__What is needed__. Gather each line of the entries below that includes "photo".

__Material to process__.
_ _ _

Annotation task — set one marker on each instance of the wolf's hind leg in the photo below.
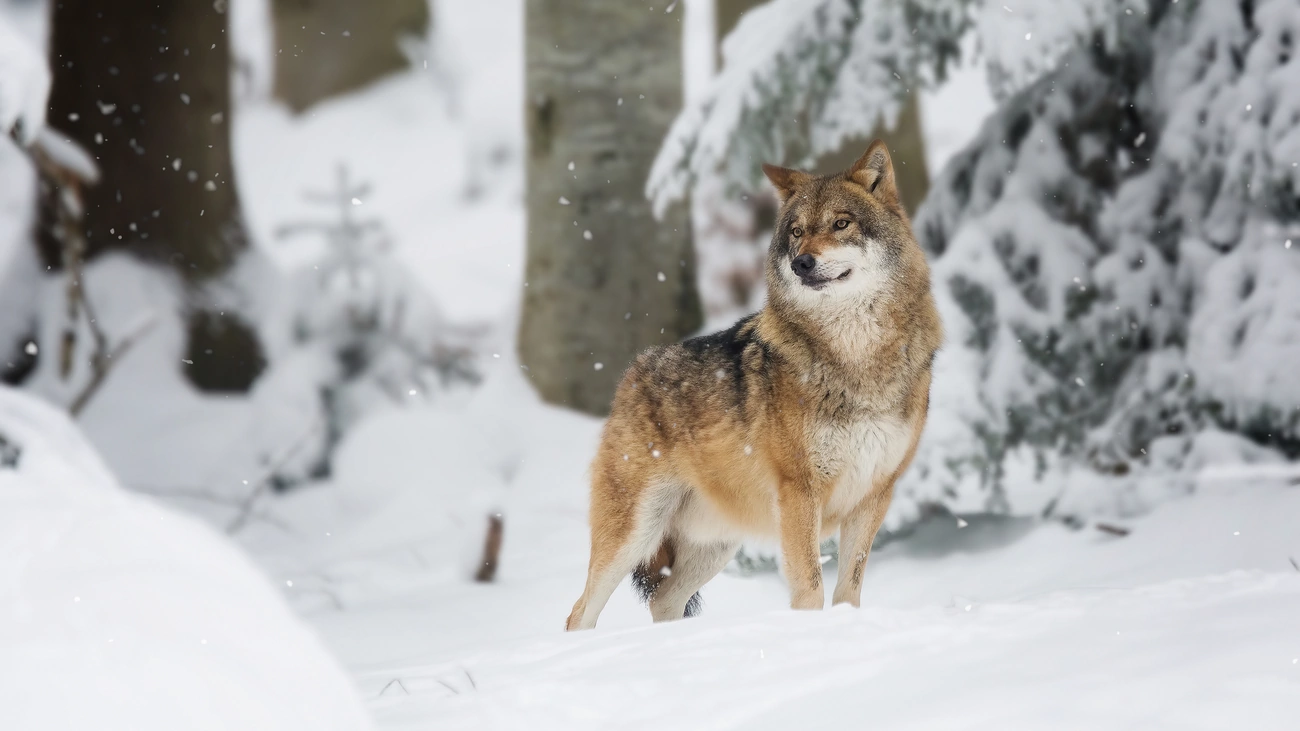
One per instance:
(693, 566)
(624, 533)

_ _ _

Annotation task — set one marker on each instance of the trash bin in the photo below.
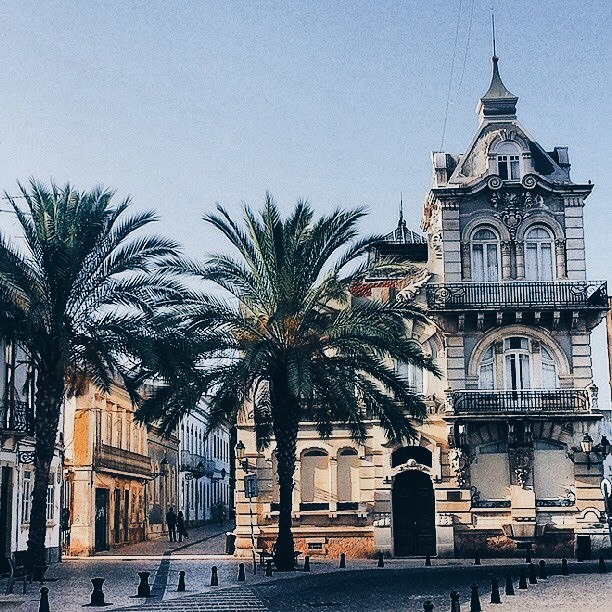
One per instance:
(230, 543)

_ _ _

__Response to this task__.
Annotation task — set one marker on each instance of the wolf's hind leg in the photo below.
Annotation task — set one marker on each instance of the trash bin in the photo below.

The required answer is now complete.